* [Prompt] Each entry below is to be extracted exactly.
┌─ Dataset rows
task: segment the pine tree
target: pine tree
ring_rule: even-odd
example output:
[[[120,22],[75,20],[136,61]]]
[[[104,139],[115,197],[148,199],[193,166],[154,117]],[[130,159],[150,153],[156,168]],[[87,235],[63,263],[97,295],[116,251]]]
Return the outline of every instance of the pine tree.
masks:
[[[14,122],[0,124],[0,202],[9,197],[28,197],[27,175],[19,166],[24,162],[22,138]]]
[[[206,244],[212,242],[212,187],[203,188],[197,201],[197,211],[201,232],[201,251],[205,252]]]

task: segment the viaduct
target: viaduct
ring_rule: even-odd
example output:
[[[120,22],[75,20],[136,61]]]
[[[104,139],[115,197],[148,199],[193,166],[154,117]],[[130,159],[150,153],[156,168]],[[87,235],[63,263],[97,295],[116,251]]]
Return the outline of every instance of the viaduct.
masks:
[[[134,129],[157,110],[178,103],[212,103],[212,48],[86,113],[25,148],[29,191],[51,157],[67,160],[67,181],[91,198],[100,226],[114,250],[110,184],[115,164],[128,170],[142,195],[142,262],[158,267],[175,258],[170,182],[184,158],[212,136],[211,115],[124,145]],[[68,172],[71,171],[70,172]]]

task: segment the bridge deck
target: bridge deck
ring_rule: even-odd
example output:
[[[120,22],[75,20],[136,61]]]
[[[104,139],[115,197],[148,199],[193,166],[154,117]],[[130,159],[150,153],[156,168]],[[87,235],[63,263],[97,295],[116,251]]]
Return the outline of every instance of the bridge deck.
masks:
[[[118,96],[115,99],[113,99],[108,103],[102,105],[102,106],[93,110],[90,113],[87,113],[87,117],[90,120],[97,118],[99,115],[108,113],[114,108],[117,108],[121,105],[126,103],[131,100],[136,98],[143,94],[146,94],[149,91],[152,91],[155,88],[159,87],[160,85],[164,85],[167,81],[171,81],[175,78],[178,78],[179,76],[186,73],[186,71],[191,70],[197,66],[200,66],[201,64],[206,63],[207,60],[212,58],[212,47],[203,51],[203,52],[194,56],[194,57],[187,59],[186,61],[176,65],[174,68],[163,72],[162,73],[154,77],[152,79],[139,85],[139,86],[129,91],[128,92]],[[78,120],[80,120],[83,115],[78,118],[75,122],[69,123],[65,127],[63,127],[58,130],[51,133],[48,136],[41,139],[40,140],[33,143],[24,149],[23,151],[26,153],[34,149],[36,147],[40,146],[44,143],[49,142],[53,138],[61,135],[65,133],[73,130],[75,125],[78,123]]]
└─
* [Right answer]
task: segment the pine tree
target: pine tree
ring_rule: even-odd
example output:
[[[120,22],[75,20],[136,61]]]
[[[104,139],[115,197],[148,199],[193,166],[154,117]],[[130,159],[150,153],[156,168]],[[87,235],[63,263],[97,295],[116,251]]]
Return the outline of every instance of the pine tree.
masks:
[[[14,122],[0,124],[0,202],[9,197],[28,197],[27,175],[19,166],[24,162],[22,138]]]
[[[206,244],[212,242],[212,187],[203,188],[197,201],[197,211],[201,232],[201,251],[205,252]]]

task: segment the viaduct
target: viaduct
ring_rule: even-odd
example output:
[[[120,22],[75,20],[136,61]]]
[[[104,139],[115,197],[148,199],[193,166],[154,117]],[[130,159],[150,153],[156,168]],[[87,235],[63,263],[97,295],[116,251]]]
Return the outline of every instance of the viaduct.
masks:
[[[134,129],[157,110],[178,103],[212,103],[212,48],[86,113],[25,148],[29,191],[51,157],[67,160],[67,181],[91,198],[100,226],[114,250],[110,184],[115,164],[128,170],[142,195],[142,262],[158,267],[175,258],[170,182],[184,158],[212,136],[211,115],[124,145]],[[68,172],[71,171],[70,172]]]

task: segment the bridge deck
target: bridge deck
ring_rule: even-odd
example output:
[[[120,22],[75,20],[136,61]]]
[[[104,139],[115,197],[148,199],[193,166],[154,117]],[[130,159],[150,153],[156,168]],[[87,235],[63,263],[97,295],[116,251]]]
Return the outline of every instance of the bridge deck.
masks:
[[[118,96],[115,99],[113,99],[108,103],[102,105],[102,106],[93,110],[90,113],[87,113],[87,117],[90,120],[97,118],[99,115],[108,113],[114,108],[117,108],[121,105],[126,103],[131,100],[136,98],[143,94],[146,94],[149,91],[152,91],[155,88],[159,87],[160,85],[164,85],[167,81],[171,81],[175,78],[178,78],[179,76],[186,73],[186,71],[191,70],[197,66],[200,66],[201,64],[206,63],[207,60],[212,58],[212,47],[203,51],[203,52],[194,56],[194,57],[187,59],[186,61],[176,65],[174,68],[163,72],[162,73],[154,77],[152,79],[139,85],[139,86],[129,91],[128,92]],[[78,120],[80,120],[83,115],[78,118],[75,122],[69,123],[65,127],[63,127],[58,130],[51,133],[48,136],[41,139],[40,140],[33,143],[24,149],[23,151],[26,153],[34,149],[36,147],[40,146],[44,143],[49,142],[53,138],[61,135],[65,133],[73,130],[75,125],[78,123]]]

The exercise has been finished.